[Start of WORKING DATA]
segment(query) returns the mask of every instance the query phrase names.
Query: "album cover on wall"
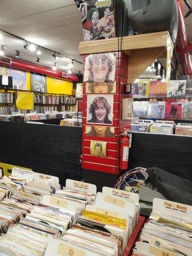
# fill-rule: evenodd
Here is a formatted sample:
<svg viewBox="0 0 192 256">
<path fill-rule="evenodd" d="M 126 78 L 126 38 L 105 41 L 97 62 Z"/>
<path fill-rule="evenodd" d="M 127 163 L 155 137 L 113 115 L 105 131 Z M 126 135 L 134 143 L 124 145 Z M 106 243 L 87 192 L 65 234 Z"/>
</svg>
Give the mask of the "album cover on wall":
<svg viewBox="0 0 192 256">
<path fill-rule="evenodd" d="M 123 99 L 122 119 L 131 119 L 132 117 L 133 117 L 133 99 Z"/>
<path fill-rule="evenodd" d="M 148 95 L 149 82 L 139 81 L 131 84 L 131 94 L 135 98 L 145 98 Z"/>
<path fill-rule="evenodd" d="M 87 123 L 113 124 L 113 95 L 88 95 Z"/>
<path fill-rule="evenodd" d="M 80 5 L 84 41 L 115 37 L 111 0 L 92 0 Z"/>
<path fill-rule="evenodd" d="M 165 118 L 166 119 L 182 119 L 182 102 L 166 102 Z"/>
<path fill-rule="evenodd" d="M 77 83 L 76 98 L 76 99 L 82 99 L 83 98 L 83 84 L 82 83 Z"/>
<path fill-rule="evenodd" d="M 90 144 L 90 153 L 92 156 L 99 157 L 106 157 L 107 142 L 92 140 Z"/>
<path fill-rule="evenodd" d="M 115 138 L 115 127 L 104 125 L 86 126 L 87 137 Z"/>
<path fill-rule="evenodd" d="M 149 83 L 148 97 L 166 97 L 166 83 L 161 81 L 151 81 Z"/>
<path fill-rule="evenodd" d="M 186 97 L 192 98 L 192 80 L 187 80 Z"/>
<path fill-rule="evenodd" d="M 168 98 L 184 98 L 186 95 L 186 80 L 170 80 L 167 82 Z"/>
<path fill-rule="evenodd" d="M 33 92 L 47 92 L 46 77 L 39 74 L 31 74 L 31 90 Z"/>
<path fill-rule="evenodd" d="M 116 61 L 115 52 L 89 54 L 85 60 L 84 82 L 114 82 Z"/>
<path fill-rule="evenodd" d="M 115 93 L 116 82 L 86 83 L 86 93 Z"/>
<path fill-rule="evenodd" d="M 147 104 L 147 118 L 164 119 L 165 102 L 149 102 Z"/>
<path fill-rule="evenodd" d="M 192 101 L 186 101 L 184 103 L 183 119 L 192 120 Z"/>
<path fill-rule="evenodd" d="M 147 116 L 147 101 L 134 101 L 133 116 L 140 118 L 145 118 Z"/>
</svg>

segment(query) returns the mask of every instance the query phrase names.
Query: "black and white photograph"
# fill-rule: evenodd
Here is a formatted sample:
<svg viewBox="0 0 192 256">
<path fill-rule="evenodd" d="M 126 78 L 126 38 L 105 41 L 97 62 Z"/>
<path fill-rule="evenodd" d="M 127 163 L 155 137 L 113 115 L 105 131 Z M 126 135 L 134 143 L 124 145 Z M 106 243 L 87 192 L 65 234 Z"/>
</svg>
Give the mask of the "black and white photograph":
[End of WORKING DATA]
Reproduce every row above word for word, omitting the pictures.

▶ [FULL SOLUTION]
segment(query) returns the mask of every instance the query phrase names.
Query: "album cover on wall"
# fill-rule: evenodd
Here is a formatted sample:
<svg viewBox="0 0 192 256">
<path fill-rule="evenodd" d="M 126 78 L 126 38 L 105 41 L 97 62 Z"/>
<path fill-rule="evenodd" d="M 127 163 L 155 137 L 113 115 L 105 131 Z M 126 135 L 134 143 L 124 145 Z M 106 243 L 87 192 L 65 234 Z"/>
</svg>
Give the mask of the "album cover on wall":
<svg viewBox="0 0 192 256">
<path fill-rule="evenodd" d="M 123 99 L 122 119 L 131 119 L 132 117 L 133 117 L 133 99 Z"/>
<path fill-rule="evenodd" d="M 148 95 L 149 82 L 139 81 L 131 84 L 131 94 L 135 98 L 145 98 Z"/>
<path fill-rule="evenodd" d="M 87 123 L 113 124 L 113 95 L 88 95 Z"/>
<path fill-rule="evenodd" d="M 80 5 L 84 41 L 115 37 L 111 0 L 92 0 Z"/>
<path fill-rule="evenodd" d="M 165 118 L 166 119 L 182 119 L 182 102 L 166 102 Z"/>
<path fill-rule="evenodd" d="M 77 83 L 76 98 L 76 99 L 82 99 L 83 98 L 83 84 L 82 83 Z"/>
<path fill-rule="evenodd" d="M 90 144 L 90 153 L 92 156 L 99 157 L 106 157 L 107 142 L 92 140 Z"/>
<path fill-rule="evenodd" d="M 115 138 L 115 127 L 104 125 L 86 126 L 87 137 Z"/>
<path fill-rule="evenodd" d="M 149 83 L 148 97 L 166 97 L 166 83 L 161 81 L 151 81 Z"/>
<path fill-rule="evenodd" d="M 186 97 L 192 98 L 192 80 L 187 80 Z"/>
<path fill-rule="evenodd" d="M 168 98 L 184 98 L 186 95 L 186 80 L 170 80 L 167 82 Z"/>
<path fill-rule="evenodd" d="M 33 92 L 47 92 L 46 77 L 39 74 L 31 74 L 31 90 Z"/>
<path fill-rule="evenodd" d="M 116 61 L 115 52 L 89 54 L 85 60 L 84 82 L 114 82 Z"/>
<path fill-rule="evenodd" d="M 115 93 L 116 82 L 86 83 L 86 93 Z"/>
<path fill-rule="evenodd" d="M 147 104 L 147 118 L 164 119 L 165 102 L 149 102 Z"/>
<path fill-rule="evenodd" d="M 192 101 L 186 101 L 184 103 L 183 119 L 192 120 Z"/>
<path fill-rule="evenodd" d="M 147 116 L 147 101 L 134 101 L 133 116 L 140 118 L 145 118 Z"/>
</svg>

segment(query) returns the mask of every instance the query phrase names.
Query: "black and white photograph"
# fill-rule: evenodd
Here is a formatted sample:
<svg viewBox="0 0 192 256">
<path fill-rule="evenodd" d="M 126 78 L 126 38 L 105 41 L 97 62 Z"/>
<path fill-rule="evenodd" d="M 127 163 L 155 137 L 113 115 L 105 131 Z M 126 135 L 134 143 L 124 145 Z M 106 243 L 87 192 L 65 234 Z"/>
</svg>
Give the mask of the "black and white photograph":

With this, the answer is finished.